Start of Extracted data

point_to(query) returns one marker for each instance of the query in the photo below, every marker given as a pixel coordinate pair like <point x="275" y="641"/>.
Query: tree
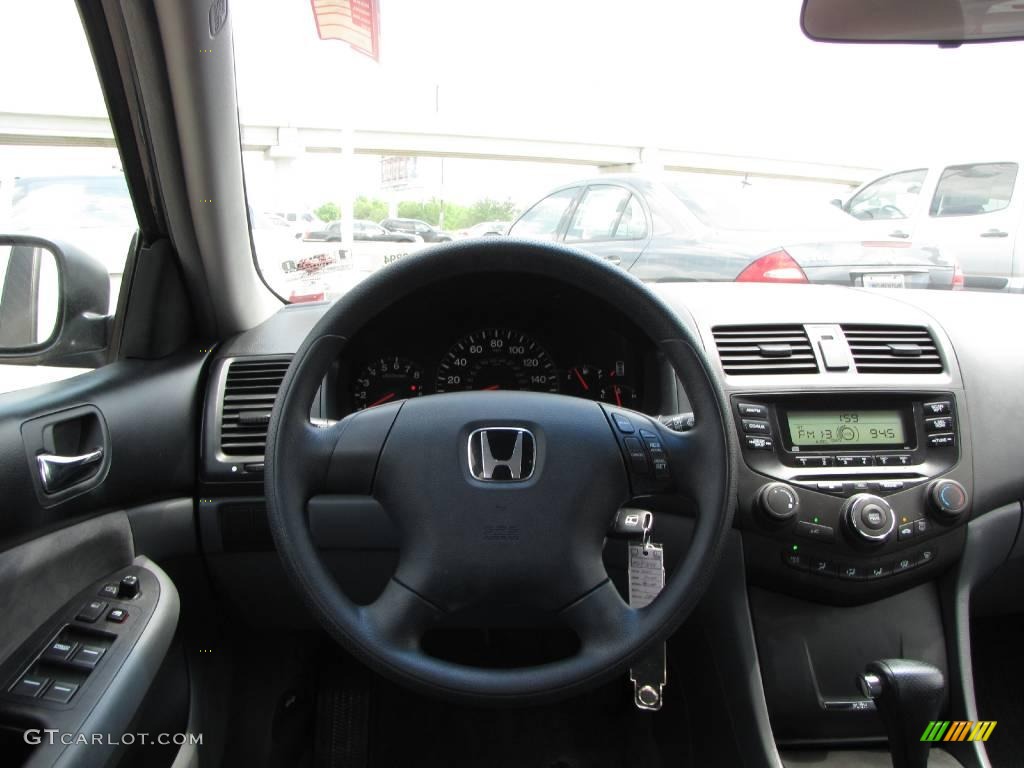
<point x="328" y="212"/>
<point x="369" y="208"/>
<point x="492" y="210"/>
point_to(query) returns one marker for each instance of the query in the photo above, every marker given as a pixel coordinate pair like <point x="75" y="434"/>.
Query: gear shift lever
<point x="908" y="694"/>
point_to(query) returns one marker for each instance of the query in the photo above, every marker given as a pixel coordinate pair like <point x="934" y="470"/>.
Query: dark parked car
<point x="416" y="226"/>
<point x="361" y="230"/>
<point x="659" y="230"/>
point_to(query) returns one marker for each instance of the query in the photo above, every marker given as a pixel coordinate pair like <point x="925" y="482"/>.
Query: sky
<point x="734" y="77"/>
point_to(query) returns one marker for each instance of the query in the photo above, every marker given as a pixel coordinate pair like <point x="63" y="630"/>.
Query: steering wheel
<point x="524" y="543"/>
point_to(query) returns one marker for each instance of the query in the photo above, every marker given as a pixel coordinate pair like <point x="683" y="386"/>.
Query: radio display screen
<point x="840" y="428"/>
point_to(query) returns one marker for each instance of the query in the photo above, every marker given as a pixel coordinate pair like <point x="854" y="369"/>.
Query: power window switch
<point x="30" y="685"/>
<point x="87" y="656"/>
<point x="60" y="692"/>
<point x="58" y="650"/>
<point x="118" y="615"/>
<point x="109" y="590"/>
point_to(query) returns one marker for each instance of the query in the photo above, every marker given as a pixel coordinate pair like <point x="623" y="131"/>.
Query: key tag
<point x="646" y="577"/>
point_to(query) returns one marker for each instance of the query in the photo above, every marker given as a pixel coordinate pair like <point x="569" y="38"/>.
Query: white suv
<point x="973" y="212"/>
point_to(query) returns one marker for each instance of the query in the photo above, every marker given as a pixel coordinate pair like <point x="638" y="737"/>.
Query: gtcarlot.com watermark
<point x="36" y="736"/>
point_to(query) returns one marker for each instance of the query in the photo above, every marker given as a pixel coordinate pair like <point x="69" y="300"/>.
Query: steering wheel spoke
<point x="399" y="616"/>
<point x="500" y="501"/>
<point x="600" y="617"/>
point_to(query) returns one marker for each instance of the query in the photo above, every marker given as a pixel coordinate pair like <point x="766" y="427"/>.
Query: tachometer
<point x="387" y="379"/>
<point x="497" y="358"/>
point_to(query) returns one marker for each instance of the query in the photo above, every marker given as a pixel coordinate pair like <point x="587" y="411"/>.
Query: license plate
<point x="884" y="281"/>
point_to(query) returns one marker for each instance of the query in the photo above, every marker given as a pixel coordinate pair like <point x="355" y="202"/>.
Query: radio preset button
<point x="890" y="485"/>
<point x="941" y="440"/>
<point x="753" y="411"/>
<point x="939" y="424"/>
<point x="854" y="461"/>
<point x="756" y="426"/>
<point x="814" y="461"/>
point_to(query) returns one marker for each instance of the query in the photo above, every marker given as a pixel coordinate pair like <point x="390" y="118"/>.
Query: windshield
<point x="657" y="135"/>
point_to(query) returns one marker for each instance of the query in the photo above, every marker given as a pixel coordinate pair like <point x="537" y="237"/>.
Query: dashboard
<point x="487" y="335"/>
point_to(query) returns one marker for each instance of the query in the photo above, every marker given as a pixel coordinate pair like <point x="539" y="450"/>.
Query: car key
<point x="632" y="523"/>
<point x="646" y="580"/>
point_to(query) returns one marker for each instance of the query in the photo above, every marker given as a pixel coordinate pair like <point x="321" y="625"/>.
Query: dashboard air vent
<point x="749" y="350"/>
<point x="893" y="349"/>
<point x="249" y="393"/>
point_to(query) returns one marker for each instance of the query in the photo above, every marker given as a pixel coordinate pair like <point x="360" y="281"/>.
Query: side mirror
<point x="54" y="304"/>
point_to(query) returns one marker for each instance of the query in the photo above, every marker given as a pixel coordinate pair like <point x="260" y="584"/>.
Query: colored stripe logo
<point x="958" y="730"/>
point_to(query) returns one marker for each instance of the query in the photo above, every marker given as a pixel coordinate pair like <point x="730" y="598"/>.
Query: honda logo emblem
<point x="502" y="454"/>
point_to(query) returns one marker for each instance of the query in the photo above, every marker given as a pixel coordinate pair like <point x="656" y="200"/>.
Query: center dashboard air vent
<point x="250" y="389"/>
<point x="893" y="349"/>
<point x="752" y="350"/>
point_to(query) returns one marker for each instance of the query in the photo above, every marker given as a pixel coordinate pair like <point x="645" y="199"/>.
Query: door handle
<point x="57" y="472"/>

End of Extracted data

Stated exercise: All of the records above must be copied exactly, except for the pictures.

Written response:
point_to(query) returns one marker for each instance of the query in the photo below, every marker given as a pixel coordinate pair like <point x="275" y="641"/>.
Query: tree
<point x="328" y="212"/>
<point x="369" y="208"/>
<point x="492" y="210"/>
point_to(query) returns one marker for each instance of the query in the photo above, every marker given as a pixel coordinate pair like <point x="75" y="434"/>.
Query: gear shift lever
<point x="908" y="694"/>
point_to(query) returns one marker for each instance of the query in the photo above, every marker given as a pixel coordinate pair like <point x="934" y="470"/>.
Query: dark parked car
<point x="416" y="226"/>
<point x="361" y="230"/>
<point x="659" y="230"/>
point_to(query) returns one marker for each instance of the query in the photo above, every marker given as a pixel coordinate pair like <point x="925" y="482"/>.
Query: sky
<point x="734" y="77"/>
point_to(query) returns one marker for each instance of the query in the photo above, every marker given as a pixel coordinate pair like <point x="63" y="630"/>.
Query: steering wheel
<point x="524" y="543"/>
point_to(query) returns one marker for each instance of the query in the photo above, every marker given as a pixel coordinate pair like <point x="683" y="386"/>.
Query: radio display screen
<point x="840" y="428"/>
point_to(query) returns one marker for each instance of the query in the photo above, every marker given as a pixel coordinate pair like <point x="854" y="369"/>.
Query: power window switch
<point x="30" y="685"/>
<point x="87" y="656"/>
<point x="60" y="692"/>
<point x="58" y="650"/>
<point x="118" y="615"/>
<point x="109" y="590"/>
point_to(query) returns one marker for each instance of the query in the photo above, every marker given as a pixel coordinate pair like <point x="623" y="131"/>.
Query: key tag
<point x="646" y="577"/>
point_to(query) returns one marker for each instance of the query in the photo above, every marker given as a pixel coordinate pair like <point x="569" y="38"/>.
Query: white suv
<point x="973" y="212"/>
point_to(query) returns one marker for each instance of the query in the photo above, every marker given as a pixel coordinate pair like <point x="638" y="737"/>.
Query: gtcarlot.com watermark
<point x="36" y="736"/>
point_to(query) returns one marker for each instance of the query in the photo above, every marker given as a pixel coordinate pair like <point x="69" y="300"/>.
Query: steering wheel spoke
<point x="399" y="616"/>
<point x="500" y="501"/>
<point x="600" y="617"/>
point_to(query) returns one marker for each instance of the query in the photo above, every marker given as a pixel coordinate pair like <point x="766" y="427"/>.
Query: tachometer
<point x="387" y="379"/>
<point x="497" y="358"/>
point_to(query) returns one marker for each instance of the query in the photo above, every marker given as a pixel coordinate pair like <point x="587" y="411"/>.
Query: license plate
<point x="884" y="281"/>
point_to(query) returns one marker for each instance of the query in the photo above, every marker given as a pixel coordinate pair like <point x="355" y="202"/>.
Query: radio preset button
<point x="890" y="485"/>
<point x="941" y="440"/>
<point x="753" y="411"/>
<point x="939" y="424"/>
<point x="854" y="461"/>
<point x="756" y="426"/>
<point x="814" y="461"/>
point_to(query) returns one marker for each instance of the query in the photo above, every marker given as a pixel coordinate pair like <point x="390" y="118"/>.
Query: windshield
<point x="657" y="135"/>
point_to(query) returns one marker for each instance of the query in the photo above, every marker given as a pixel coordinate pair like <point x="537" y="237"/>.
Query: dashboard
<point x="487" y="335"/>
point_to(query) returns one marker for each instance of the query in the photo above, every marker given as a pixel coordinate pair like <point x="539" y="450"/>.
Query: car key
<point x="632" y="523"/>
<point x="646" y="580"/>
point_to(query) returns one marker for each instance of the query in the photo above, every marker given as a pixel coordinate pair like <point x="321" y="625"/>.
Query: dashboard air vent
<point x="749" y="350"/>
<point x="893" y="349"/>
<point x="249" y="393"/>
point_to(query) returns one marker for each instance of the query in the photo above, every marker given as a pixel coordinate pair like <point x="360" y="281"/>.
Query: side mirror
<point x="54" y="304"/>
point_to(query) returns one marker for each instance of the query in the photo above, every marker given as a pixel coordinate pair like <point x="260" y="584"/>.
Query: colored stripe logo
<point x="958" y="730"/>
point_to(query) returns one marker for each instance of the query in the photo above, every marker given as a pixel coordinate pair like <point x="730" y="598"/>.
Query: honda logo emblem
<point x="502" y="454"/>
point_to(query) returns one marker for each instance of the query in the photo above, every marker given as a pixel coordinate pair like <point x="656" y="200"/>.
Query: center dashboard air vent
<point x="250" y="389"/>
<point x="893" y="349"/>
<point x="752" y="350"/>
point_to(query) returns one marker for each instance of the query in the photo above, every marker given as a pixel coordinate pair like <point x="645" y="199"/>.
Query: door handle
<point x="57" y="472"/>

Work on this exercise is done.